** Opening Document passage block **

Number of critique pairs: 608

Number of texts: 224

More details on the models:

We use the APIs' default sampling parameters (for temperature, whether reasoning/thinking is activated, etc.) for all models.

FAQ

Why don't you just give the absolute difference (or MSE or whatever) of the model's ratings? We have those rankings also and the ordering of models isn't that different. (In fact, they seem to align even better with common perception of how good the different models are.) I like using pairwise comparisons of critiques for evaluating baseline performance for the following reasons. First, it seems somewhat fuzzy whether a critique should get a score of 0.5 or 0.7. We also want to keep the baseline prompt (used to generate the above) relatively simple, so the prompt doesn't contain extensive discussion of what the numbers mean. So the model's ability to get numeric ratings right would be about how attuned the model is (without being given much context) to the human ratings. Secondly, the difference to human ratings is more sensitive to what the model says when it is in doubt. For example, imagine that the model fails to understand a given text. Then its pairwise-comparison-based loss will in expectation be the same as that of a coin flip, regardless of how it constructs the numeric ratings. However, its distance to human ratings depends a lot on whether it manages to guess something like the average rating in the dataset. Finally, it seems that getting comparisons right is much more important than getting ratings correctly in absolute terms.

How good are these ratings (especially the best ones) in absolute terms? It's hard to give a very satisfying answer to this, because so much of it depends on the dataset difficulty distribution. But here are some possible answers:

Ultimately, we want a large number of critiques to be rated by at (at least) two people. We can then compare the best models against the best humans. Currently we only have double human rating for a small fraction of the dataset. Judging from this subset, it seems that the best human's loss is a bit under half the best model's loss.

** Closing Document passage block **
** Opening Entries provided block **

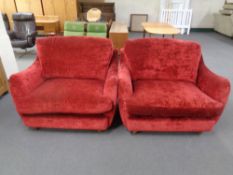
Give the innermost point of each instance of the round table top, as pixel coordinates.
(160, 28)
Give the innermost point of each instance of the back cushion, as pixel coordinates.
(74, 57)
(167, 59)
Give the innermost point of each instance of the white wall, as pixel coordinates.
(6, 51)
(202, 10)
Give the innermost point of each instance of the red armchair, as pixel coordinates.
(164, 86)
(71, 85)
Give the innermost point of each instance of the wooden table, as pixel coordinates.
(159, 29)
(118, 34)
(3, 80)
(47, 25)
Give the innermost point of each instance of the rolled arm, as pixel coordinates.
(212, 84)
(110, 85)
(125, 81)
(24, 82)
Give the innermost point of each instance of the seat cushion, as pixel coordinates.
(66, 96)
(101, 35)
(171, 99)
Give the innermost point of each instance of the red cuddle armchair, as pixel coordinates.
(165, 86)
(71, 85)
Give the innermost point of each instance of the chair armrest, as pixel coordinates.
(125, 82)
(212, 84)
(110, 85)
(26, 81)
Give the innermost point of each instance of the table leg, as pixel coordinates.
(144, 33)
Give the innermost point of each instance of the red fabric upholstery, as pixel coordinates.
(68, 101)
(164, 59)
(87, 99)
(166, 87)
(171, 99)
(67, 57)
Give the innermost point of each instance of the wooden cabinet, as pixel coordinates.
(3, 80)
(118, 34)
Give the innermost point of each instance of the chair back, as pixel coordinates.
(24, 24)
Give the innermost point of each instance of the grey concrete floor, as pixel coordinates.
(115, 152)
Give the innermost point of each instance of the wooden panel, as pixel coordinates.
(8, 7)
(65, 9)
(118, 34)
(33, 6)
(3, 80)
(47, 25)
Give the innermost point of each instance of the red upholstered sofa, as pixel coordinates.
(71, 85)
(164, 85)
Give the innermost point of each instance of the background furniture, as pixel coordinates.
(223, 21)
(24, 32)
(159, 29)
(74, 28)
(64, 9)
(107, 9)
(86, 67)
(93, 15)
(3, 80)
(97, 29)
(6, 22)
(118, 34)
(165, 86)
(136, 20)
(179, 18)
(47, 25)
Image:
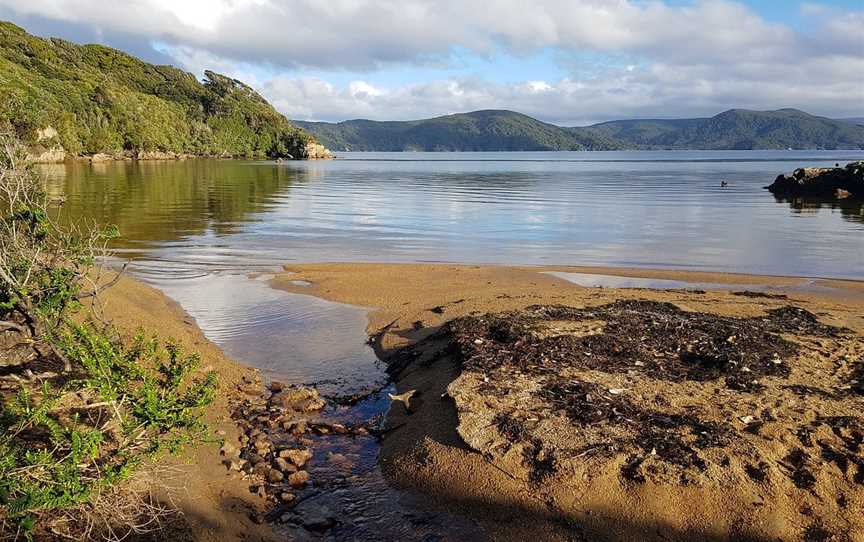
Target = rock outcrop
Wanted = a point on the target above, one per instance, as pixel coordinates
(316, 151)
(845, 181)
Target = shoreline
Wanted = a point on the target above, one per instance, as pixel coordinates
(428, 448)
(425, 450)
(214, 505)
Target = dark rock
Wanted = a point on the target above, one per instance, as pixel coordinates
(299, 399)
(847, 181)
(318, 518)
(298, 479)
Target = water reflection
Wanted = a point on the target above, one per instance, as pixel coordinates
(851, 209)
(157, 202)
(628, 209)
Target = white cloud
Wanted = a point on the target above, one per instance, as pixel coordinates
(680, 59)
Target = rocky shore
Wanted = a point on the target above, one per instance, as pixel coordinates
(548, 411)
(276, 445)
(39, 154)
(836, 182)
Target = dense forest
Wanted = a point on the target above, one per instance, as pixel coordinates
(93, 99)
(490, 130)
(494, 130)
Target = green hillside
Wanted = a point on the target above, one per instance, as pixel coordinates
(494, 130)
(738, 129)
(640, 132)
(489, 130)
(99, 100)
(782, 129)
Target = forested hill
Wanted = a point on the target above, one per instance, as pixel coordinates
(509, 131)
(489, 130)
(739, 129)
(89, 99)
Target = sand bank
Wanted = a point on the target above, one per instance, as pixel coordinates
(215, 505)
(778, 456)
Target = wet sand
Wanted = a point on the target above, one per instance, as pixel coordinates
(586, 497)
(215, 506)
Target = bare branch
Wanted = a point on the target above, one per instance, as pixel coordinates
(101, 288)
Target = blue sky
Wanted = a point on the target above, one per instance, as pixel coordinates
(564, 61)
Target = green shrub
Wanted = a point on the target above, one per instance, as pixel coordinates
(102, 406)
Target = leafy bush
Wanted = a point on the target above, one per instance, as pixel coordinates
(101, 406)
(99, 99)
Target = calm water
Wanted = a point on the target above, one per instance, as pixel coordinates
(656, 209)
(201, 230)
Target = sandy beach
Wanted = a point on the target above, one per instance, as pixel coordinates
(214, 505)
(778, 457)
(490, 443)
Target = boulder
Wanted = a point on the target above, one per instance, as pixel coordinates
(298, 479)
(825, 182)
(299, 399)
(299, 456)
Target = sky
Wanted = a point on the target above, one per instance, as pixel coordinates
(569, 62)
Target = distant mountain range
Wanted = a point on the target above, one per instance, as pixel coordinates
(65, 100)
(498, 130)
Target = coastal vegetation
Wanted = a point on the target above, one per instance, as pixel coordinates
(492, 130)
(489, 130)
(82, 407)
(92, 99)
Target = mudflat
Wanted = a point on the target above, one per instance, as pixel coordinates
(550, 411)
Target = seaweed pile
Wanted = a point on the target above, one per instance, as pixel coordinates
(557, 356)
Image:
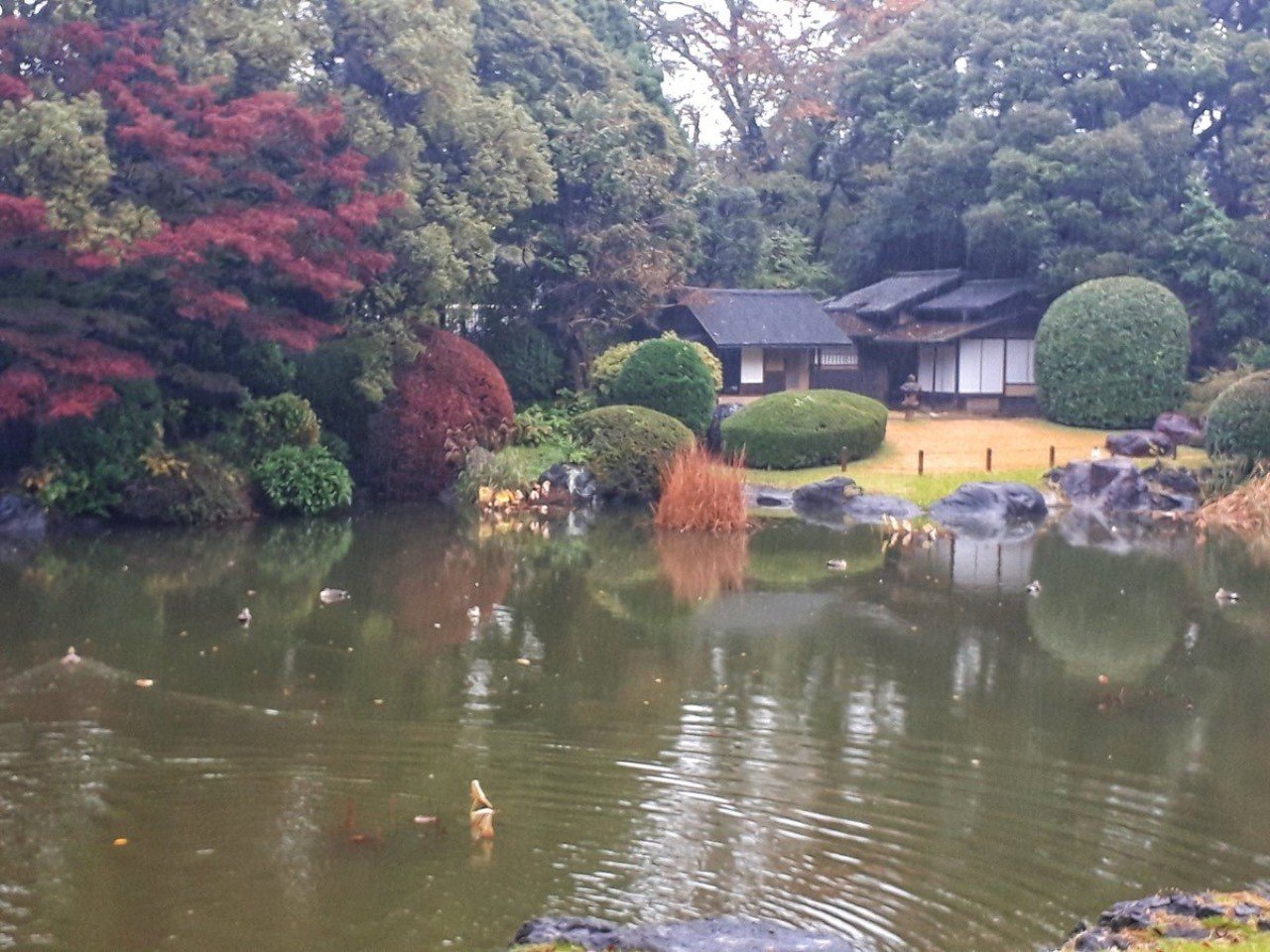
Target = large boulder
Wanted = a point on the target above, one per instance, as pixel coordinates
(22, 521)
(702, 936)
(1120, 486)
(571, 485)
(991, 508)
(1139, 443)
(871, 507)
(1182, 429)
(826, 495)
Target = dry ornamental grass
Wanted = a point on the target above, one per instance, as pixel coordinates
(702, 494)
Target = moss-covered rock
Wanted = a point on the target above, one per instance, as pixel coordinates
(1112, 353)
(797, 429)
(627, 447)
(1238, 421)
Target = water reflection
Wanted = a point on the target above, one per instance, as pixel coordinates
(912, 752)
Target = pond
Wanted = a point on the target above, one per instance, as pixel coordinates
(913, 753)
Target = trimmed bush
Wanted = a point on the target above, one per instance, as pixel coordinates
(529, 359)
(1238, 421)
(284, 420)
(629, 447)
(668, 376)
(607, 366)
(305, 480)
(797, 429)
(449, 399)
(1112, 353)
(191, 489)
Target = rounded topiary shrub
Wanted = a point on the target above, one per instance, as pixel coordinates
(668, 376)
(529, 359)
(1238, 421)
(795, 429)
(449, 399)
(629, 445)
(1112, 353)
(284, 420)
(606, 367)
(305, 480)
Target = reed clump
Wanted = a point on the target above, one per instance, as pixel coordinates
(702, 494)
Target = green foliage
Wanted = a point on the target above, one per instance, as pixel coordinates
(117, 434)
(629, 445)
(793, 429)
(607, 366)
(1238, 422)
(194, 488)
(284, 420)
(305, 480)
(1112, 353)
(668, 376)
(1209, 388)
(530, 361)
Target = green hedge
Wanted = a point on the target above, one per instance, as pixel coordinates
(627, 445)
(603, 370)
(1238, 421)
(797, 429)
(530, 361)
(668, 376)
(1112, 353)
(305, 480)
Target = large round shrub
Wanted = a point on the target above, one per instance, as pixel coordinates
(449, 399)
(1238, 421)
(606, 367)
(795, 429)
(629, 445)
(1112, 353)
(668, 376)
(530, 361)
(305, 480)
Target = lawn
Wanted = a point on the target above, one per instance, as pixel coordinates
(956, 452)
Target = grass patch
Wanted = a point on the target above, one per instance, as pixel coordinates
(956, 452)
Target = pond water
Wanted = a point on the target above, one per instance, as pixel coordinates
(915, 753)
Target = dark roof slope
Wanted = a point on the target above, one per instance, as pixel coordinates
(976, 298)
(899, 291)
(739, 317)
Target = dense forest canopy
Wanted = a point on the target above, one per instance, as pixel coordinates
(197, 191)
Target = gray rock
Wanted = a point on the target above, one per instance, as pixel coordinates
(1182, 429)
(991, 508)
(22, 521)
(1139, 443)
(702, 936)
(826, 495)
(571, 484)
(871, 508)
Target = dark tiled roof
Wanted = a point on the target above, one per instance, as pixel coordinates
(976, 296)
(935, 331)
(737, 317)
(903, 290)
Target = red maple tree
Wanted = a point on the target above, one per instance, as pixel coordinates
(263, 214)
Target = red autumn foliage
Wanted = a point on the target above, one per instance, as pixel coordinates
(448, 400)
(257, 199)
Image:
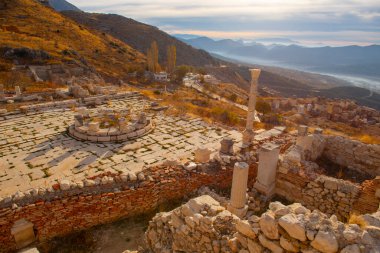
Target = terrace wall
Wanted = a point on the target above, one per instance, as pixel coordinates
(68, 211)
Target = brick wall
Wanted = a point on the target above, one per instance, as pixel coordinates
(66, 213)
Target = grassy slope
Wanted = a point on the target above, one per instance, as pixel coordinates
(35, 26)
(140, 36)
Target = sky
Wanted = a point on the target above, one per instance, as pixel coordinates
(309, 22)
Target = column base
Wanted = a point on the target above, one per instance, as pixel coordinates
(239, 212)
(247, 138)
(267, 190)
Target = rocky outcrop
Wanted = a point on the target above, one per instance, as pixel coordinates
(353, 154)
(202, 225)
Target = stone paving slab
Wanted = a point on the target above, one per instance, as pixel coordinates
(35, 150)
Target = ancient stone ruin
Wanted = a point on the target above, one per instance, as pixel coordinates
(109, 125)
(88, 166)
(204, 225)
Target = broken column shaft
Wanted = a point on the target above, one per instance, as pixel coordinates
(238, 204)
(248, 133)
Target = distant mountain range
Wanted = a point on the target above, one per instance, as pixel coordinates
(349, 60)
(140, 36)
(112, 45)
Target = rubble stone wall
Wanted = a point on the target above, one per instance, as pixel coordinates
(70, 209)
(353, 154)
(203, 225)
(327, 194)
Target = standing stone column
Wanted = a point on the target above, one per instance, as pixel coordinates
(17, 91)
(238, 202)
(302, 130)
(227, 146)
(2, 95)
(248, 133)
(266, 173)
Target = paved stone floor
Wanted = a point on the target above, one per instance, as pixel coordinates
(36, 151)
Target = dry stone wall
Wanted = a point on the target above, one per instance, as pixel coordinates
(203, 225)
(298, 178)
(353, 154)
(72, 207)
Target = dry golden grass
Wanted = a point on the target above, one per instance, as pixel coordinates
(215, 111)
(357, 219)
(38, 27)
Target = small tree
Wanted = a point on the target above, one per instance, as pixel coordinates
(152, 57)
(171, 58)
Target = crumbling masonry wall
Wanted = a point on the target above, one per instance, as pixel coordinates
(70, 210)
(203, 225)
(353, 154)
(298, 180)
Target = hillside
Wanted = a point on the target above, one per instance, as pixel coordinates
(35, 30)
(62, 5)
(353, 60)
(140, 36)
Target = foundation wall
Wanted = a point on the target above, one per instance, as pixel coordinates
(329, 195)
(67, 212)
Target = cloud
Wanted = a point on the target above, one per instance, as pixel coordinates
(252, 18)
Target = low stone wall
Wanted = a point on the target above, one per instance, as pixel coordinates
(69, 207)
(203, 225)
(353, 154)
(74, 102)
(326, 194)
(299, 179)
(116, 136)
(49, 106)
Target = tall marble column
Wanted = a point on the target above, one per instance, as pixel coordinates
(2, 96)
(17, 91)
(238, 201)
(248, 133)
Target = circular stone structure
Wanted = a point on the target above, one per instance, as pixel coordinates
(109, 125)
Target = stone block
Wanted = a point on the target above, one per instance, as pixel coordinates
(202, 155)
(23, 233)
(103, 138)
(267, 170)
(302, 130)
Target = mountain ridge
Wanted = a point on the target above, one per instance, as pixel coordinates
(140, 36)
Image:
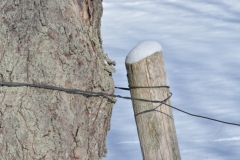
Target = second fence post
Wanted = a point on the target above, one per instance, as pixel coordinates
(156, 129)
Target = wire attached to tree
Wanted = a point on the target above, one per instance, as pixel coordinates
(107, 95)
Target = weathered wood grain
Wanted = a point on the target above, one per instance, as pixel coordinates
(156, 129)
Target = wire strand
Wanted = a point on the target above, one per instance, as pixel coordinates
(107, 95)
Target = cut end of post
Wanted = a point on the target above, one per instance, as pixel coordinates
(143, 50)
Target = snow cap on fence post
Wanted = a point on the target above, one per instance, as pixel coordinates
(143, 50)
(155, 124)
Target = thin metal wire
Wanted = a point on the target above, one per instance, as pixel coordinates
(106, 95)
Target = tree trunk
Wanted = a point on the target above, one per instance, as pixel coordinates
(53, 42)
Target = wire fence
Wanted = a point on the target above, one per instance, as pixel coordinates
(107, 95)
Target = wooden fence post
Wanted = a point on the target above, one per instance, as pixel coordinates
(156, 129)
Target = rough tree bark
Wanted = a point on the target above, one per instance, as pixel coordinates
(54, 42)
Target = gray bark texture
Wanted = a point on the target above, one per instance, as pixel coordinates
(53, 42)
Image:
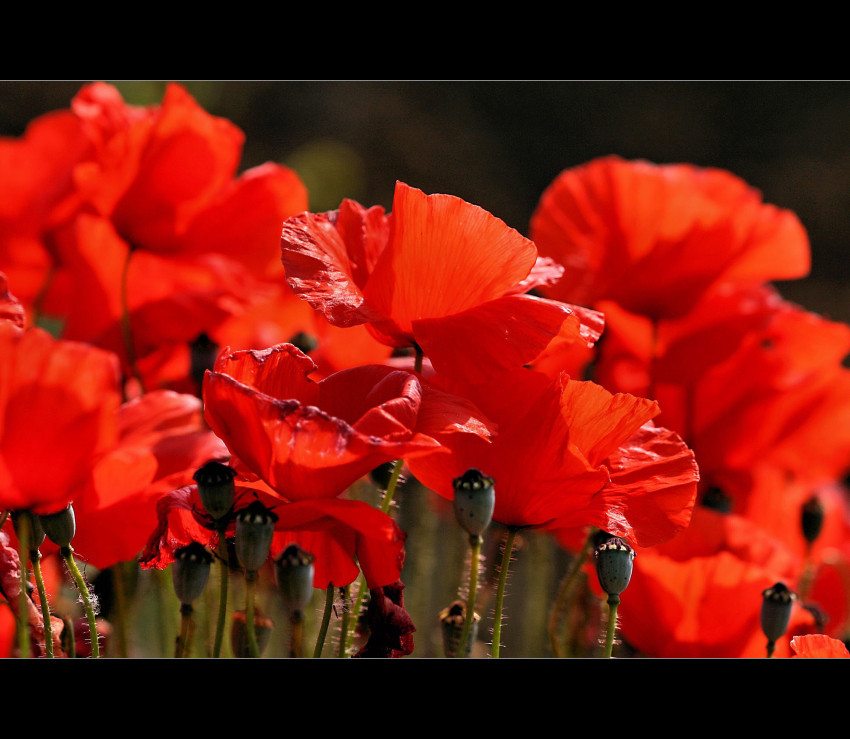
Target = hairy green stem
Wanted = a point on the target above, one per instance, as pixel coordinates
(500, 591)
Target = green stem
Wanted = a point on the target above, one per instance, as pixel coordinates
(221, 550)
(35, 557)
(475, 558)
(564, 590)
(250, 628)
(68, 555)
(326, 619)
(182, 648)
(500, 592)
(613, 603)
(23, 533)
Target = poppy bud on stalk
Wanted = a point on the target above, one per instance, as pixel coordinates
(254, 532)
(614, 564)
(474, 501)
(190, 572)
(216, 488)
(294, 572)
(60, 527)
(776, 606)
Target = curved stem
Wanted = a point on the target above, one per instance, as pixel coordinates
(35, 557)
(82, 586)
(564, 590)
(221, 550)
(475, 557)
(250, 628)
(613, 603)
(326, 619)
(500, 592)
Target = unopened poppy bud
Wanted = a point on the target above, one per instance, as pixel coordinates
(474, 501)
(614, 564)
(294, 572)
(776, 605)
(451, 620)
(35, 532)
(60, 527)
(216, 488)
(812, 518)
(190, 571)
(239, 643)
(254, 532)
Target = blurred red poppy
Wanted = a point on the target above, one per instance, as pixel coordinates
(818, 646)
(569, 454)
(438, 274)
(311, 439)
(654, 238)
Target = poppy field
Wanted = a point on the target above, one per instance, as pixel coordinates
(233, 426)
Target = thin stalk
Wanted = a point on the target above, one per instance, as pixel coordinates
(564, 590)
(221, 550)
(475, 559)
(250, 628)
(35, 557)
(326, 619)
(613, 603)
(23, 610)
(68, 555)
(500, 591)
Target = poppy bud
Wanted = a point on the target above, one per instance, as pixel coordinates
(254, 531)
(294, 572)
(776, 611)
(190, 571)
(263, 627)
(452, 619)
(60, 527)
(614, 564)
(812, 518)
(35, 534)
(216, 488)
(474, 501)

** Closing Entries provided block **

Exercise goal »
In the passage on rating critiques, how does the best human's loss compare with the best model's loss on the double-rated subset?

Answer to the exercise »
The best human's loss is a bit under half the best model's loss.